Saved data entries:
*-*-*

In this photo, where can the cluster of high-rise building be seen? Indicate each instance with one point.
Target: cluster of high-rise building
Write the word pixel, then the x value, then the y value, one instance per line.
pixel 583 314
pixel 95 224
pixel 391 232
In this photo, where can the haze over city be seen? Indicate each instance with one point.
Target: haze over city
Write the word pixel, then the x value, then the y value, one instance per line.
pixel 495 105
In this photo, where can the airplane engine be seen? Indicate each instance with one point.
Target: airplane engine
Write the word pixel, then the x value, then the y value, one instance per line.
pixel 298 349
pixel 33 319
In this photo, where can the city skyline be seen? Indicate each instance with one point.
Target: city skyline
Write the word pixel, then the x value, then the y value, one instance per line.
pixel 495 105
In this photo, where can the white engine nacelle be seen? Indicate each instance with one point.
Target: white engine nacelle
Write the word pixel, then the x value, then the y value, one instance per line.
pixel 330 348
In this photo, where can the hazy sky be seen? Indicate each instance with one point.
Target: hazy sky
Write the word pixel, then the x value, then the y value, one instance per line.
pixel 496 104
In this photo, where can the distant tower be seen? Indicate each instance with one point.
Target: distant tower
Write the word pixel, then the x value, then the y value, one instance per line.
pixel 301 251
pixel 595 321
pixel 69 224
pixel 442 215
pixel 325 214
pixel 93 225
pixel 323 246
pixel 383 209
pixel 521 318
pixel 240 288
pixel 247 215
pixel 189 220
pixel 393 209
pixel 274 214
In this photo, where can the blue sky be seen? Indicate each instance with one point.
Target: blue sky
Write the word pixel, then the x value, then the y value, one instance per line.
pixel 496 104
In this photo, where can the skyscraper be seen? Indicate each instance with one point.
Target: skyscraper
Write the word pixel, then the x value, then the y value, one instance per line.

*-*-*

EXERCISE DESCRIPTION. Verbatim output is expected for the lines from the start of the data to the line in which "In this photo, where can the haze" appears, both included.

ANSWER TO THIS TASK.
In this photo, where can the cluster of high-rise building be seen? Indicate each instance with one point.
Target: cluster of high-rise building
Write the word pixel, then the x value, then the y value, one instance per line.
pixel 583 314
pixel 95 224
pixel 391 232
In this photo, where can the haze over city be seen? Indicate each instance with one point.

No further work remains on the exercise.